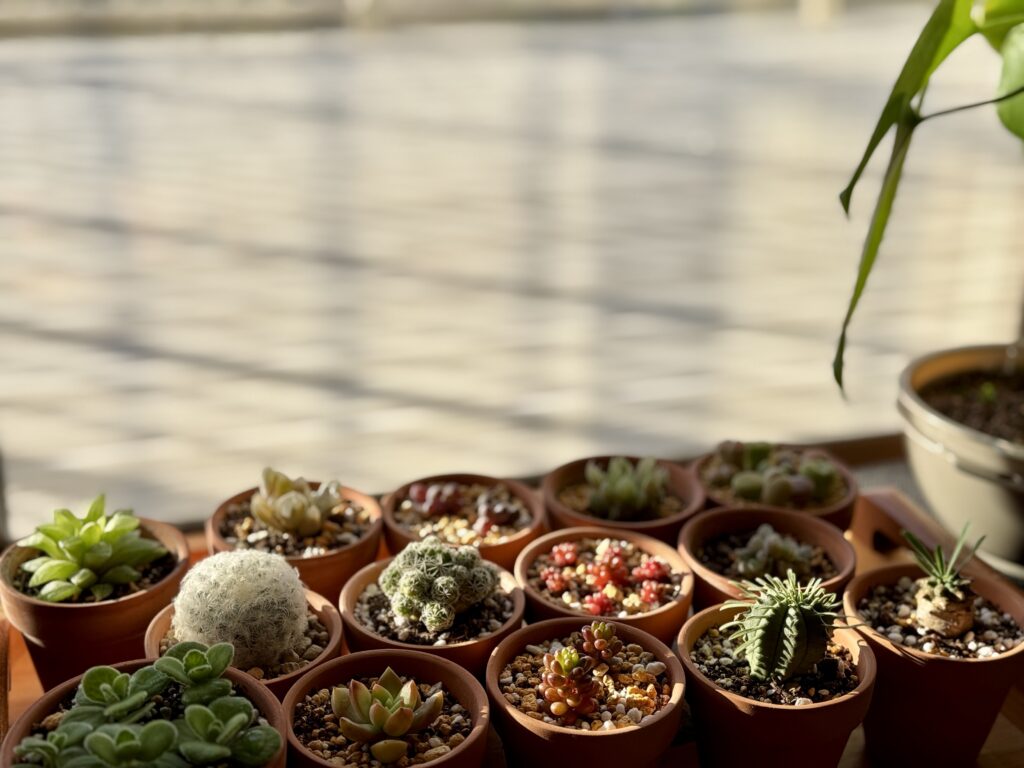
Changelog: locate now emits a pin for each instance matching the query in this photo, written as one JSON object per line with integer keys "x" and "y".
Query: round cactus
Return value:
{"x": 253, "y": 600}
{"x": 432, "y": 582}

::::::

• **Task prompt**
The listing above is to be written out again exactly, with its pictures omitted.

• **Answer for the task**
Changelog: locate now emits a pin for each instance matching the query in this photo, written as one JSON object per line with integer keys "x" and "y".
Query: round cactus
Return value:
{"x": 253, "y": 600}
{"x": 432, "y": 582}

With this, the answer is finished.